Aangeleverd fragment:
★ ★ ★ ★ ★ ★ ★

49 - China
In deze
paragraaf worden de verschillen tussen China en India gekarakteriseerd. China
is sterk gericht op het aardse en laat daarvoor het transcendente schieten. Dit
anders dan India. Dit programma nam de indeling in kolommen niet over. U kunt nu de corresponderende nummers met elkaar vergelijken.
China
1.
De
geestelijke machten worden als wezen van de wereld ontkend. De volheid van de
wereld geldt als het enig werkelijke. Geen metafysica.
2.
Geesten
van de voorouders zijn materieel aanwezig. Aan hen wordt geofferd.
3.
De
keten van voorouders is de gemeenschap, waartoe het individu behoort.
4.
Zijn
uiterlijke bijzonderheid wordt bepaald, doordat hij de laatste schakel hierin
is.
5.
Het
boeddhisme gaat achter de algemene begrippen terug op het begrijpen zelf en
bereikt in de opheffing van dit begrijpen de verlossing van de wereld.
6.
Lao-tse
leert de overwinning op de stoffelijke volheid van het gebeuren door het
dadenloze, zwijgende ingaan in de naamloze oergrond van het luide en genoemde
gebeuren.

★ ★ ★ ★ ★ ★ ★

Gegevens:
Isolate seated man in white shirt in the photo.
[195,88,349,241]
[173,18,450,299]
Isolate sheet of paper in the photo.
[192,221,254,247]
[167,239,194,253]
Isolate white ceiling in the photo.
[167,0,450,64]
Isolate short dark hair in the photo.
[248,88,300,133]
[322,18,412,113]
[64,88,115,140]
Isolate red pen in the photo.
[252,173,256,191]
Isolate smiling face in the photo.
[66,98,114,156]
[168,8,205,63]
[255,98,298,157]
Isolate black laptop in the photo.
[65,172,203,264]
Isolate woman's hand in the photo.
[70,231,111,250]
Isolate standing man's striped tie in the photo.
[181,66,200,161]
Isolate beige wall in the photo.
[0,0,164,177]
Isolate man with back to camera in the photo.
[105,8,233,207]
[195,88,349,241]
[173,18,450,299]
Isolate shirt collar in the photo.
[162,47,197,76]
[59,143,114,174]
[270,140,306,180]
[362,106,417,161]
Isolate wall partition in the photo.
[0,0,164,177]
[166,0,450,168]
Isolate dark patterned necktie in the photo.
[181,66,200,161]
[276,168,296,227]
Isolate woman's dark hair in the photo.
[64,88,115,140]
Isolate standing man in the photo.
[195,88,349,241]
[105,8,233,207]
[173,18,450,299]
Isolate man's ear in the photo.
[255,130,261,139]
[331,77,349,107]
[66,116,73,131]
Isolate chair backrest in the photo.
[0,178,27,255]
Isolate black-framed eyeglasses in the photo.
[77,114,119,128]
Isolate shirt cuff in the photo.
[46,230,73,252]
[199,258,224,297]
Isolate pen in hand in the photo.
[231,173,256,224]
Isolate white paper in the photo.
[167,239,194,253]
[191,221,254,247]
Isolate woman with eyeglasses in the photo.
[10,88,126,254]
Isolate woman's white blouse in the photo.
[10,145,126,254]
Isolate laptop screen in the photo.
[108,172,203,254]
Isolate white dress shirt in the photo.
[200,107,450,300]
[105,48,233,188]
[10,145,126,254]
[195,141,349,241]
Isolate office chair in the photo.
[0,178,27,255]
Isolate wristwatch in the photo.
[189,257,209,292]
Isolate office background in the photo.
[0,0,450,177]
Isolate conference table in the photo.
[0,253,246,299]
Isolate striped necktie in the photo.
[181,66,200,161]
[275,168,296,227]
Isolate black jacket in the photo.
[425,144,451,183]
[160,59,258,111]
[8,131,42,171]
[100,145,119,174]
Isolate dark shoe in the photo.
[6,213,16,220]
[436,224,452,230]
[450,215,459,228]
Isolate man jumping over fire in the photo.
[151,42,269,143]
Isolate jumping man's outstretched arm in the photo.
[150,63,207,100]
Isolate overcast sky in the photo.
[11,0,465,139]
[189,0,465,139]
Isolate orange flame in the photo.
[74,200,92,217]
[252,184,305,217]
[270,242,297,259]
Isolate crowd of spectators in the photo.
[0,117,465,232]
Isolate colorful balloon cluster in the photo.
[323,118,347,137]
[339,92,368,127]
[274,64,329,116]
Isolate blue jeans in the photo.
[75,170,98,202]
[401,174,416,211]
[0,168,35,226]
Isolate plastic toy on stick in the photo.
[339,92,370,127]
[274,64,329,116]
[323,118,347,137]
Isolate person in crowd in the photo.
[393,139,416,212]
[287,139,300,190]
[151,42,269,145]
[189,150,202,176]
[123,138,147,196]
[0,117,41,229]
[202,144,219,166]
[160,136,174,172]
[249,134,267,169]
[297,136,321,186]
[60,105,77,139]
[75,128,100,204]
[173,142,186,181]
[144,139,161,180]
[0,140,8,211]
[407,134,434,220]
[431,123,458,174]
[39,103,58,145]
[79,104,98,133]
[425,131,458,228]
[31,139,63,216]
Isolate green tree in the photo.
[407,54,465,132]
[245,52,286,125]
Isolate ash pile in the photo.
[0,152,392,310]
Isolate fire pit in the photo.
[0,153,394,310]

★ ★ ★ ★ ★ ★ ★

Schriftelijke opdracht 1:
Wat zegt het fragment over China over de geesten van de voorouders?
Schriftelijke opdracht 2:
Schrijf een vervolg op het fragment over China, aansluitend op de laatste zin.

Verwacht antwoord 1:
Ze zijn materieel aanwezig, en er wordt aan hen geofferd.

Verwacht antwoord 2:
India
1.
De
geestelijke machten worden als wezen van de wereld erkend. Wel metafysica.
2.
Het
metafysische zou overbevolkt raken met alle overledenen. Vandaar reïncarnatie.
3.
De
kaste omsluit het individu als boven hem gestelde algemeenheid.
4.
De
bijzonderheid van het individu wordt hem ontnomen door de kaste.
5.
Lao-tse
ontkent niet de het wereldse karakter van de bedrijvigheid volgens Kongfu-tse
(wat hij de tienduizend dingen noemt), maar laat dit los om de volheid van de
daad te doen ontspringen aan de bron van het niet-doen.
6.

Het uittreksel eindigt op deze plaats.